作業の目的> 以下の行のうち、「patio」という語を含むものをすべて抜き出す。

データ行>
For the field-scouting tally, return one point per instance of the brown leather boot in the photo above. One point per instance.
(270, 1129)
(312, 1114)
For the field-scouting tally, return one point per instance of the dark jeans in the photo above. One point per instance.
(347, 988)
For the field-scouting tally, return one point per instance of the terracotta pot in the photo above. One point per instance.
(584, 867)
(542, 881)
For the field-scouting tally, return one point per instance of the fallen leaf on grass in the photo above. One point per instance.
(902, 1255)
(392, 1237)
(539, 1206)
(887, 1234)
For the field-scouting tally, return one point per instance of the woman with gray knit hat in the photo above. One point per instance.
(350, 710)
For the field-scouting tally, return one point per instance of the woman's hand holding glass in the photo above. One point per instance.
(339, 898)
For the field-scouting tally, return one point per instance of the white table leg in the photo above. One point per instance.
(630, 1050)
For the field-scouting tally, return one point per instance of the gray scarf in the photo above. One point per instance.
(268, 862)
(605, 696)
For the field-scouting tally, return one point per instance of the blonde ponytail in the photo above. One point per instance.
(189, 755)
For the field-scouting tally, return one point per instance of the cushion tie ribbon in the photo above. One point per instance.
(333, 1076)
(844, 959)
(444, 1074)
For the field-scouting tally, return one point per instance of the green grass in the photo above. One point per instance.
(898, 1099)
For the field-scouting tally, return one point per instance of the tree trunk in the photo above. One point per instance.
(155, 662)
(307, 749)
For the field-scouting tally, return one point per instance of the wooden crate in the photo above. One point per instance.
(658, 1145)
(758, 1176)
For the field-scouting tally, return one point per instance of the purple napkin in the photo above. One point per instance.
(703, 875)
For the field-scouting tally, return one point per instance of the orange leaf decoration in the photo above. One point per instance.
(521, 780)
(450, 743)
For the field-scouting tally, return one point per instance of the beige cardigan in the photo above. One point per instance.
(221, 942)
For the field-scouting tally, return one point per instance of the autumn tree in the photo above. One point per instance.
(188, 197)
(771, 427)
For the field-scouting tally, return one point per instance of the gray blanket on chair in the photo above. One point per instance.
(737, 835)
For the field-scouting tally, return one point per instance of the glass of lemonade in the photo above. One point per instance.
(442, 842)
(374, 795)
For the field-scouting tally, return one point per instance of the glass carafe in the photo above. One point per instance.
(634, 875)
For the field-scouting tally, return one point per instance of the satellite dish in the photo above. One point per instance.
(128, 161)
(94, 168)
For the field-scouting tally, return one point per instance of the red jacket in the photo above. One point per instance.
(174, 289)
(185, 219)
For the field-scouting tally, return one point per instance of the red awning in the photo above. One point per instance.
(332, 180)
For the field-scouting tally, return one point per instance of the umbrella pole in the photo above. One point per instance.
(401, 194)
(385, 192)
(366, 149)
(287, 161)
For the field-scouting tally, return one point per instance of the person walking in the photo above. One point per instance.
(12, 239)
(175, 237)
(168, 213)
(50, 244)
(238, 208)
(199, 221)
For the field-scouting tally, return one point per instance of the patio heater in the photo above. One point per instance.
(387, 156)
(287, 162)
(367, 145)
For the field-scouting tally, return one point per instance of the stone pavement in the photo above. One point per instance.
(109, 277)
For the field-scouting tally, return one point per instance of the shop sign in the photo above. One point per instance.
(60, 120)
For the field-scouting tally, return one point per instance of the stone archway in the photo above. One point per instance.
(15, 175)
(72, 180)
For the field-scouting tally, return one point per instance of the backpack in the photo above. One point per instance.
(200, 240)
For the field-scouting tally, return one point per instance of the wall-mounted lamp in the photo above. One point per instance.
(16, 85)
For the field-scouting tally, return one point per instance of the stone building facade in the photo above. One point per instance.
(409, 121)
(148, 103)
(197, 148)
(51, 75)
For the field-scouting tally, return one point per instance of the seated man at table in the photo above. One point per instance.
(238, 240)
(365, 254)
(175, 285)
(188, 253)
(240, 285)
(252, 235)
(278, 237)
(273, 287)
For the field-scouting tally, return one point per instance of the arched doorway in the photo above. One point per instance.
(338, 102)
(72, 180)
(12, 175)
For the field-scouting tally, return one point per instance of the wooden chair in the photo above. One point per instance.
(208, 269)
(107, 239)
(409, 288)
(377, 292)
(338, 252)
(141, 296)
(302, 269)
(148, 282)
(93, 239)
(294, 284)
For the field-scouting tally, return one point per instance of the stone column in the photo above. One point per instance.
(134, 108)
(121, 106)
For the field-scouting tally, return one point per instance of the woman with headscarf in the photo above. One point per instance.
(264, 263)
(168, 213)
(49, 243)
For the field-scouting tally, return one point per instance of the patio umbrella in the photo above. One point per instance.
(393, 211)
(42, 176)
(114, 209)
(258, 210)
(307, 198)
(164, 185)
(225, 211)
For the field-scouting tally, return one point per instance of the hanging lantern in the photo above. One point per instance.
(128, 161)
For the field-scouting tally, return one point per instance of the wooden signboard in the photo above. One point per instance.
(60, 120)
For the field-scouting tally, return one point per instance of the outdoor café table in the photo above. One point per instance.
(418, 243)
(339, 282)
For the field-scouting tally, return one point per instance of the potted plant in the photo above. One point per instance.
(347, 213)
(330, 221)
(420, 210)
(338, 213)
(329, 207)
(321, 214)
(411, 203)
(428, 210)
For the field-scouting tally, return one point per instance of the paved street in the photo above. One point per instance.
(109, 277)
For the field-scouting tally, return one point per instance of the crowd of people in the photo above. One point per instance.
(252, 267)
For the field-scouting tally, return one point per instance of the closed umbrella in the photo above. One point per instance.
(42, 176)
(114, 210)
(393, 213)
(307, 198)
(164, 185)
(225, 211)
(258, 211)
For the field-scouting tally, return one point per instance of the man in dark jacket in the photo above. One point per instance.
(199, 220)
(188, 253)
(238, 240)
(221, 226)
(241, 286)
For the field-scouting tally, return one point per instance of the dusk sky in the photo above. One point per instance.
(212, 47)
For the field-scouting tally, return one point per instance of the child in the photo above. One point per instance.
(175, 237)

---

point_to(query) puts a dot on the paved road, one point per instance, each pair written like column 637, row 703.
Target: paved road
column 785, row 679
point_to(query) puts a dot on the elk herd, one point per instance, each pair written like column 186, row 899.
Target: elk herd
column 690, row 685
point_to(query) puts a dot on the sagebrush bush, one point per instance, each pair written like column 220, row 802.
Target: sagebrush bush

...

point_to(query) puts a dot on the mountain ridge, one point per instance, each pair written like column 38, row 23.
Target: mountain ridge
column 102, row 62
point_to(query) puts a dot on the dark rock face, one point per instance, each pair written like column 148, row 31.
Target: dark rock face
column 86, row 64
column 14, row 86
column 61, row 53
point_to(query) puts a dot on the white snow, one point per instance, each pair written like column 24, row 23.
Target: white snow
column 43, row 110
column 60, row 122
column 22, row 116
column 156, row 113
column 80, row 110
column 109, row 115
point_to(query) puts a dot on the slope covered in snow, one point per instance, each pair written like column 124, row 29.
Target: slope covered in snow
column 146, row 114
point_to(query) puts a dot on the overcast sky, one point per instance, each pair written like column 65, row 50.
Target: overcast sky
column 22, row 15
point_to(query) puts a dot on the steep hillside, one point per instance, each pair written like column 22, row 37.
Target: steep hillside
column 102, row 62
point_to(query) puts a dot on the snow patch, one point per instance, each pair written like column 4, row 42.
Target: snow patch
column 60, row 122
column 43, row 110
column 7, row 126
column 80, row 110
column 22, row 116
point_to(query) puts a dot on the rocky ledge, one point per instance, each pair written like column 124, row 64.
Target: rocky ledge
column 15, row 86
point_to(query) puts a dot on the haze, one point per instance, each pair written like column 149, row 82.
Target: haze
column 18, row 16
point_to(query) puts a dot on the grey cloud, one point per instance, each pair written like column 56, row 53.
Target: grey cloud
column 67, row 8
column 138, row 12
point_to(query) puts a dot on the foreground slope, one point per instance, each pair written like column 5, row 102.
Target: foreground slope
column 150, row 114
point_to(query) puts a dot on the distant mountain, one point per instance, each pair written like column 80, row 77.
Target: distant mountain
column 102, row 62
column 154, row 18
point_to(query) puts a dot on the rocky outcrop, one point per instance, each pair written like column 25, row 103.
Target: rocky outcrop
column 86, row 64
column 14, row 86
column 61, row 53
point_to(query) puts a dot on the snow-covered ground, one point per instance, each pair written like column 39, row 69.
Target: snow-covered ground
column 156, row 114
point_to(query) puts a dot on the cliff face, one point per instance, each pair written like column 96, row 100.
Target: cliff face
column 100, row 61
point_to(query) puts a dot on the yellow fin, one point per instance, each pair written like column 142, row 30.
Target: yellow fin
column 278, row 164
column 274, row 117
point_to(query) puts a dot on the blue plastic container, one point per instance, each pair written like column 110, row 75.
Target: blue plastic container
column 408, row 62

作業の出力>
For the field-scouting tally, return one point per instance of the patio heater in the photo above. One point per instance.
For the field-scouting tally, return one point per instance of the patio umbrella in the photo above. One point per instance.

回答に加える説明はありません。